What you have to do> Copy out the records word for word, starting with the first line and going on through the line that contains "column 370, row 666".

Supplied material>
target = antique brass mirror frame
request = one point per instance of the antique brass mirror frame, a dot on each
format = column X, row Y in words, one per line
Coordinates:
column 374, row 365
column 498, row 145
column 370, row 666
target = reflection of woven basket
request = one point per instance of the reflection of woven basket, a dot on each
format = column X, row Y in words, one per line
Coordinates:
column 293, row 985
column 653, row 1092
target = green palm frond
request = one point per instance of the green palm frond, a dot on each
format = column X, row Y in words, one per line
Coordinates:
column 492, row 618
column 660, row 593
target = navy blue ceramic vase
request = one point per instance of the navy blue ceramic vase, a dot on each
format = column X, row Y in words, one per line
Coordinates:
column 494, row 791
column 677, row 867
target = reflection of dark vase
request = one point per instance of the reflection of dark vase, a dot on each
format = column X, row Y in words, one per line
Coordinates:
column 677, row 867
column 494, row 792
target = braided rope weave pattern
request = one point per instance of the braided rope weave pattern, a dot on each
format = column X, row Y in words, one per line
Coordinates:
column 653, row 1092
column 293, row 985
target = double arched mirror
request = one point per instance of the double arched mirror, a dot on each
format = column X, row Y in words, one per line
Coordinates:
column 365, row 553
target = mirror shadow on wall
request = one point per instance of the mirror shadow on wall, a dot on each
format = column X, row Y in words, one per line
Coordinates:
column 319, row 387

Problem solution>
target = antique brass mirror frame
request = one point per instance of the antique brass mirror frame, a dot on each
format = column X, row Y in words, one per line
Coordinates:
column 374, row 365
column 498, row 145
column 370, row 666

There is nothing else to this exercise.